Copy out everything from the first line of the material down to the line containing "0,0,340,211", keeping both ends and every line between them unchanged. Leave the pictures out of your copy.
================================
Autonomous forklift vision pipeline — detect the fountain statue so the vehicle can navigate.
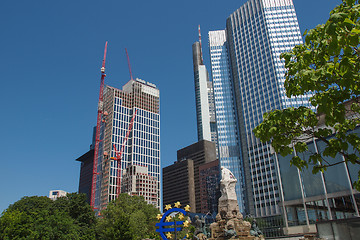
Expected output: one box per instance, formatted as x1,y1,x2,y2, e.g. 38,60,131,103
201,167,264,240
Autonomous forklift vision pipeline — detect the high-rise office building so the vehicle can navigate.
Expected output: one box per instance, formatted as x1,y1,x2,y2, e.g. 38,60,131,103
95,79,160,209
192,26,217,144
209,0,310,216
121,165,159,206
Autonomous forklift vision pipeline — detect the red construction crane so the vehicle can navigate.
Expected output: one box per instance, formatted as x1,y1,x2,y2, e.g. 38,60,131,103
90,42,107,209
111,109,137,196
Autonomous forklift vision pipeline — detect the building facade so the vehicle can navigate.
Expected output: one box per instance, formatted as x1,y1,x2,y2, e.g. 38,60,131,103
121,165,159,206
163,140,220,213
199,160,221,214
49,190,67,200
95,79,160,209
277,127,360,234
209,0,310,217
192,35,217,144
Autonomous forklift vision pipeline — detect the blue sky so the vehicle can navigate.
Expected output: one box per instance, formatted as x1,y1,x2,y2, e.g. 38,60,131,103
0,0,341,212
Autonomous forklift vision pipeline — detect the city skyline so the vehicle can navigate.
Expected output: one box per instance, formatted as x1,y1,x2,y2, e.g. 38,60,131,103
209,0,315,217
0,0,340,211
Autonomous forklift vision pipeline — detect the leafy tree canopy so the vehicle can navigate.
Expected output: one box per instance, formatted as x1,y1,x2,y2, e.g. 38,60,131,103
0,193,95,240
96,193,160,240
254,0,360,190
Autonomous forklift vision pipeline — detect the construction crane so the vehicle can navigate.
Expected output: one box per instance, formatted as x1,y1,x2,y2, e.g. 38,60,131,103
90,42,107,209
110,48,137,196
111,109,137,196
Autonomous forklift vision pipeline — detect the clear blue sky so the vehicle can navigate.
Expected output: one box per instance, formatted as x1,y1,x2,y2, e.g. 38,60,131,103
0,0,341,212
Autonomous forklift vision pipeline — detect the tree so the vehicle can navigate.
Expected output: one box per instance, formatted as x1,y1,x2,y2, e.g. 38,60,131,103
96,193,160,240
0,194,95,239
253,0,360,190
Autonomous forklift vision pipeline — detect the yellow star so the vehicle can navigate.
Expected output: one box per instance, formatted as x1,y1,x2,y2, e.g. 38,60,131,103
184,220,189,227
166,216,172,222
174,201,181,208
184,205,190,212
166,232,172,238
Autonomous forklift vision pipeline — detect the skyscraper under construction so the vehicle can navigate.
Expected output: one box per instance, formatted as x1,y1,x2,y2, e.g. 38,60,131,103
95,79,160,208
77,44,160,210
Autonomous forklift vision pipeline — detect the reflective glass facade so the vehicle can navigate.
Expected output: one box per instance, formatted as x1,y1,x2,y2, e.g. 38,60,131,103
209,30,246,213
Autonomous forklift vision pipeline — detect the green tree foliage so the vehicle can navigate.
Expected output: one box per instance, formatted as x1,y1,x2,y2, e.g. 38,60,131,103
0,193,95,239
96,193,160,240
254,0,360,190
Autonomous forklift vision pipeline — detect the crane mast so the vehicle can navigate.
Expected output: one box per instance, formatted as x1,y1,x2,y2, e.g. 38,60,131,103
90,42,107,209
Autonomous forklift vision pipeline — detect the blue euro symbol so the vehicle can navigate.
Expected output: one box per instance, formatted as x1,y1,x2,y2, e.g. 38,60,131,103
155,208,186,240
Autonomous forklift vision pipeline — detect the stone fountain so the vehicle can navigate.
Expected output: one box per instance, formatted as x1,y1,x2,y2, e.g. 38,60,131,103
202,167,264,240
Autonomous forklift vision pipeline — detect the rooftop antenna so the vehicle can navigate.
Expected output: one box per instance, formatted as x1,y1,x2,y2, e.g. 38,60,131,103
125,48,134,80
198,24,204,64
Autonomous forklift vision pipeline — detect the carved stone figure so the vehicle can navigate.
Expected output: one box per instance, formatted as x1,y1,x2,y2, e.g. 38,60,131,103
209,167,263,240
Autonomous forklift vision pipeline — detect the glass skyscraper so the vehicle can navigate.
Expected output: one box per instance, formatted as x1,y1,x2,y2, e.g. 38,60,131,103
95,79,160,209
192,31,217,144
209,0,310,217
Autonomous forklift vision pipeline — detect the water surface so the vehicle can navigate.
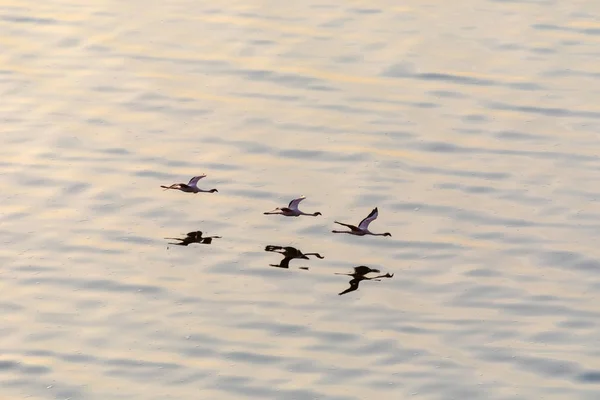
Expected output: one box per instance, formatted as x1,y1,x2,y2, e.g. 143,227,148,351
0,0,600,400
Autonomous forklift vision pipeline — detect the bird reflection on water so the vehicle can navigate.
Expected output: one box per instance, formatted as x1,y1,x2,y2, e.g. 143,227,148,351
165,231,221,246
265,245,325,270
336,265,394,296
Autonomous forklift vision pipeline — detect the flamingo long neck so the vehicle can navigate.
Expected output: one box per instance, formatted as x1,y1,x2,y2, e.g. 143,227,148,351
304,253,322,258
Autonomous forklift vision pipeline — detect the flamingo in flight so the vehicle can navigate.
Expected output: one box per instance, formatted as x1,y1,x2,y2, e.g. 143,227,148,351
263,196,322,217
165,231,221,246
265,245,325,270
160,174,218,194
336,265,394,296
332,207,392,236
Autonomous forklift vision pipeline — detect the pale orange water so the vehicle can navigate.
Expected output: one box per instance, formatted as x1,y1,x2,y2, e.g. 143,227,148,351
0,0,600,400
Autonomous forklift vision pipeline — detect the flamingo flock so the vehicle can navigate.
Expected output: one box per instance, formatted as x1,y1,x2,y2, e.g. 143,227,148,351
160,174,394,295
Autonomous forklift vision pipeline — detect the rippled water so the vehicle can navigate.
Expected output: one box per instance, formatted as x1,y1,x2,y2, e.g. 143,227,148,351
0,0,600,400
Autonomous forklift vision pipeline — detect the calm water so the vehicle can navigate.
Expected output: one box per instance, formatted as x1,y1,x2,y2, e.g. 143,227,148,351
0,0,600,400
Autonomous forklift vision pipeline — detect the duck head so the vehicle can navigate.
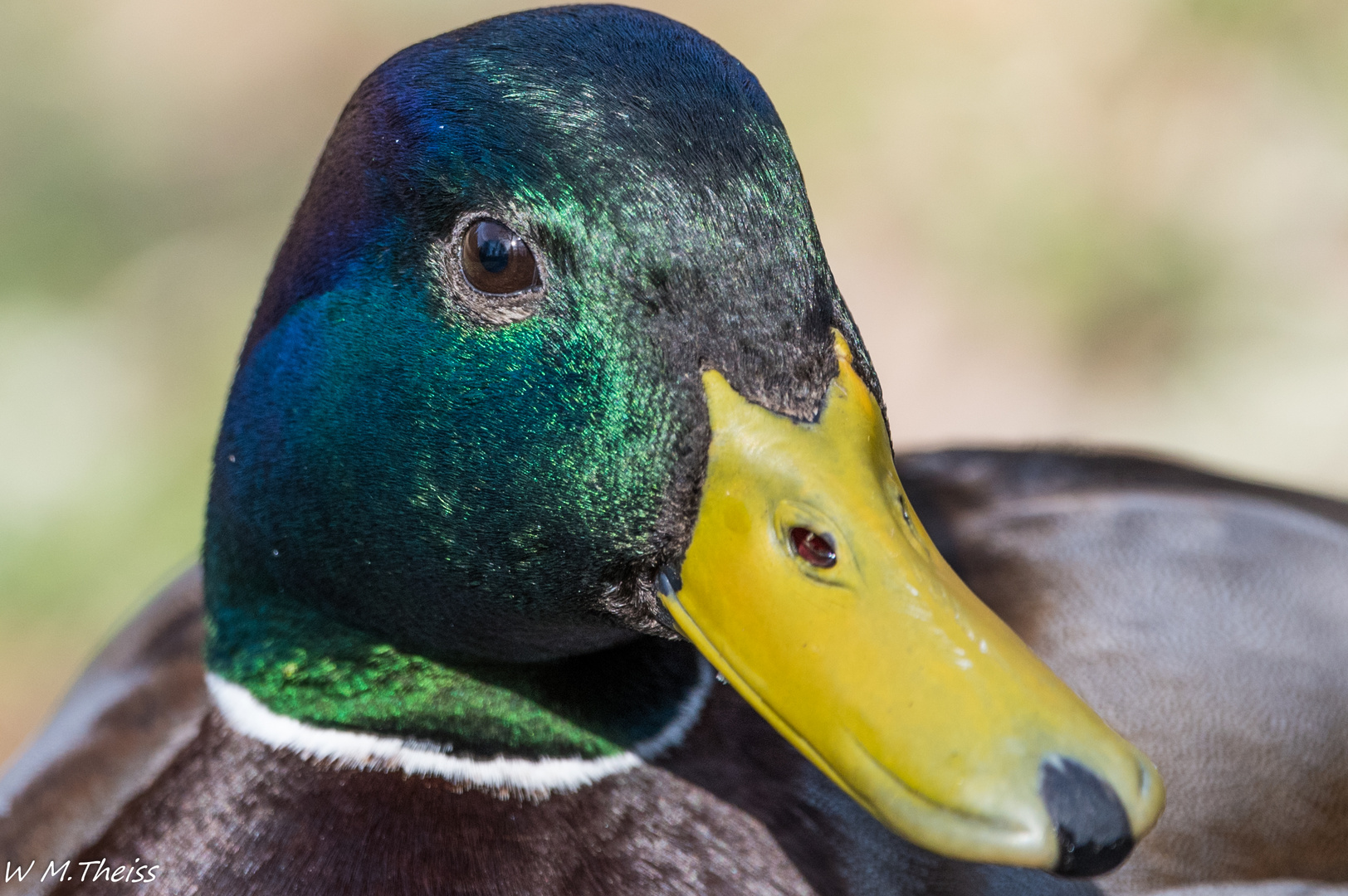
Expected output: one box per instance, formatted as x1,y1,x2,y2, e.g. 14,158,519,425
206,7,1164,873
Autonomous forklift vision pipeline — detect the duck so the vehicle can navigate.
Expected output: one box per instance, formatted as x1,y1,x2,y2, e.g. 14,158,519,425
0,5,1348,894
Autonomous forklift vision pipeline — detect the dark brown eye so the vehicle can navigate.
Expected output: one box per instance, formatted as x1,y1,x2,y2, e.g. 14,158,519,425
791,525,838,568
462,220,540,295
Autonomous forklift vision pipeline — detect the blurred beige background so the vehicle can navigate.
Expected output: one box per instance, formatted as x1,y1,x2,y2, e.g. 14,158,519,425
0,0,1348,758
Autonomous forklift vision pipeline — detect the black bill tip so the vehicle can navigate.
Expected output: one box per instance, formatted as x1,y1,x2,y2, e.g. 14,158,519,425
1039,756,1132,877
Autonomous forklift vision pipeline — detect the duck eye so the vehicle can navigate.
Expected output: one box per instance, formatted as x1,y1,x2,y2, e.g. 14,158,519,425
462,220,540,295
791,525,838,570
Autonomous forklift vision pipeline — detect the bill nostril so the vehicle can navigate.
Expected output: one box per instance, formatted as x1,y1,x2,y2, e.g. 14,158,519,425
1039,756,1132,877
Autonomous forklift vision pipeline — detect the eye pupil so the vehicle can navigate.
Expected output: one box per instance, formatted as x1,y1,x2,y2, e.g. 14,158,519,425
477,240,510,274
460,218,540,295
791,525,838,568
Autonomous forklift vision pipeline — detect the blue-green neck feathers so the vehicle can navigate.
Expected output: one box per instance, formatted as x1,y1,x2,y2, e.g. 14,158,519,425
197,7,875,753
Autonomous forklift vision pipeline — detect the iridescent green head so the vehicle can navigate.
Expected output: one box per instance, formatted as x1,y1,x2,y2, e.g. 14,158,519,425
206,7,875,660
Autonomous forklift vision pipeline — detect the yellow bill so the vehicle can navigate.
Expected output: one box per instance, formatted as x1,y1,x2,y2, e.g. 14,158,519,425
663,334,1165,874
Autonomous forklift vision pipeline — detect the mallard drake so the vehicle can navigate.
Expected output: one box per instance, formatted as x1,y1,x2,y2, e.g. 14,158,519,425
0,7,1342,894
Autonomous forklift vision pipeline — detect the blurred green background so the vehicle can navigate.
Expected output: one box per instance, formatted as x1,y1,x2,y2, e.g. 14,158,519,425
0,0,1348,757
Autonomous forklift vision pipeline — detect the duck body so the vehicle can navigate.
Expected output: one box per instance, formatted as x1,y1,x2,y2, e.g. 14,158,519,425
0,7,1348,894
0,450,1348,896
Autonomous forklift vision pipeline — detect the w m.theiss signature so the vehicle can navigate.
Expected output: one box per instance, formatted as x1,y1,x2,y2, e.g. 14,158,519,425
4,855,162,884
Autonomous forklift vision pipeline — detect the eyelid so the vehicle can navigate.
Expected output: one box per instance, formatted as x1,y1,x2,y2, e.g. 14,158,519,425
434,209,549,326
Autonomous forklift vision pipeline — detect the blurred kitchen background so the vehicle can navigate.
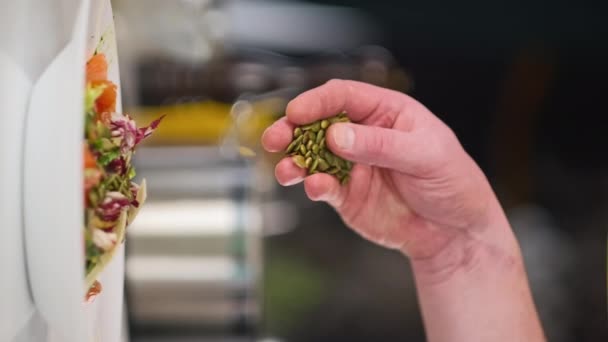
================================
> [Task output]
Autonomous forklift vision pipeline — detect the fountain statue so the vehicle can navigate.
Expected output: one box per instance, formatted as x1,y1,x2,y2, e.g. 38,60,131,103
201,167,264,240
Autonomous forklift vision pipeline — detect the high-rise office building so the vehicle can navigate.
Expected output: one box per instance, formatted as x1,y1,x2,y2, e.g. 38,60,131,103
95,79,160,209
192,26,217,144
209,0,310,216
121,165,159,206
Autonomous forklift vision pipeline — detect the red construction crane so the vehicle can navigate.
Expected output: one box per instance, formatted as x1,y1,x2,y2, e.g. 38,60,131,103
90,42,107,209
111,109,137,196
Autonomous forklift vision pipeline — detect the building facade so the vehicle can navigate.
Expected output: one box per instance, formatted as x1,y1,x2,y2, e.g. 38,60,131,103
121,165,159,206
163,140,220,213
199,160,221,214
49,190,67,200
95,79,160,209
277,127,360,234
209,0,310,217
192,35,217,144
Autonomous forklift vision pipeline — detect the blue sky so the vehicle can navigate.
Expected output: one box per instance, formatted as x1,y1,x2,y2, e.g. 38,60,131,103
0,0,341,212
Autonomous forklift vision pipeline — detect the city skyline so the vehicle can navigate.
Expected output: one box per instance, formatted as x1,y1,x2,y2, e.g. 38,60,131,103
209,0,315,217
0,0,340,211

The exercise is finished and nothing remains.